EXERCISE INSTRUCTIONS: Count the lines in the listing below that contain the string "background", treating uppercase and lowercase as different. Reply with the number alone.
_ _ _
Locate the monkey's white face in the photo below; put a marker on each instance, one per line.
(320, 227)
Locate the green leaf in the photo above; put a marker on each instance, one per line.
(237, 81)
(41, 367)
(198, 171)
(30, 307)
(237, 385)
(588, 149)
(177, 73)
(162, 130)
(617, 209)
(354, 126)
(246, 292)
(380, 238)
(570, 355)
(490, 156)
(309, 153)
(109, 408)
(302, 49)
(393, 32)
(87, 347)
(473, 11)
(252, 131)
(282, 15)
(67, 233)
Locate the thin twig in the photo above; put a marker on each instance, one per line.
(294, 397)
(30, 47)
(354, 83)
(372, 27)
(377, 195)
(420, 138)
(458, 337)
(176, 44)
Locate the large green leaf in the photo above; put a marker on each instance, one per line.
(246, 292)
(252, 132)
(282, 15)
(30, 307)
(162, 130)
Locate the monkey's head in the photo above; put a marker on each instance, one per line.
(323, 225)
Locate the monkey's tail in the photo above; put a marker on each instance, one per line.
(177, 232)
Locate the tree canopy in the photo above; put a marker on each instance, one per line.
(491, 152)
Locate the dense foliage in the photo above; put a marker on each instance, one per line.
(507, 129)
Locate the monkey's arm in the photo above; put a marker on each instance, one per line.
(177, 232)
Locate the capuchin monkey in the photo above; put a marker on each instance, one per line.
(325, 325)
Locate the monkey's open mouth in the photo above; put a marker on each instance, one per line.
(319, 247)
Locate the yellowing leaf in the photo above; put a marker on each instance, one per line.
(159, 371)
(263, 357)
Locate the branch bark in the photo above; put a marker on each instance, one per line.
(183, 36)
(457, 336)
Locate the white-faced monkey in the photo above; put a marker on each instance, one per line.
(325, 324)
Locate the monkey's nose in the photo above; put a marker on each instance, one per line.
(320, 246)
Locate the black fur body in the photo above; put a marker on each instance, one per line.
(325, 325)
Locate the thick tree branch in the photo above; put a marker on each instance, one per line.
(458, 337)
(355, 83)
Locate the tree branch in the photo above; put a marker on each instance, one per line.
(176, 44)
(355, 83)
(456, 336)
_ _ _
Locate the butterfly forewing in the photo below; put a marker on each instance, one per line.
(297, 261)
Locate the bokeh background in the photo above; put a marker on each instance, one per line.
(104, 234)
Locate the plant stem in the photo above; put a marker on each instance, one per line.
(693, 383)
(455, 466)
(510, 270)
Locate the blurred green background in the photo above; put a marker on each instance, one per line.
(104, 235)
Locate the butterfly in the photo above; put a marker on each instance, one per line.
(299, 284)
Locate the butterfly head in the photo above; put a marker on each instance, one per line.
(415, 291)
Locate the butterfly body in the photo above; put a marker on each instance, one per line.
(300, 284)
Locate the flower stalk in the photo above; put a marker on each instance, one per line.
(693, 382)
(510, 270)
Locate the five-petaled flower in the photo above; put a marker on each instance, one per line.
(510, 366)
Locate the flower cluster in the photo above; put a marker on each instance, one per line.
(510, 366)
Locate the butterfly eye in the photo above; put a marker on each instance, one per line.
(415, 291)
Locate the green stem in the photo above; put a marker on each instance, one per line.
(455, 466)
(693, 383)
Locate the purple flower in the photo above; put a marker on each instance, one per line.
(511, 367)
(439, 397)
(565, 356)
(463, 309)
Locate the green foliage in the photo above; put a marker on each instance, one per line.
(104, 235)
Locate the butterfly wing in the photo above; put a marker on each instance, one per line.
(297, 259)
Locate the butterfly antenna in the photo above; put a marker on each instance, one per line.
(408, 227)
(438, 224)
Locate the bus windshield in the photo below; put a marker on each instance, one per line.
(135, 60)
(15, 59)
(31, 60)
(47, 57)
_ _ _
SOLUTION FOR THIS PROBLEM: 2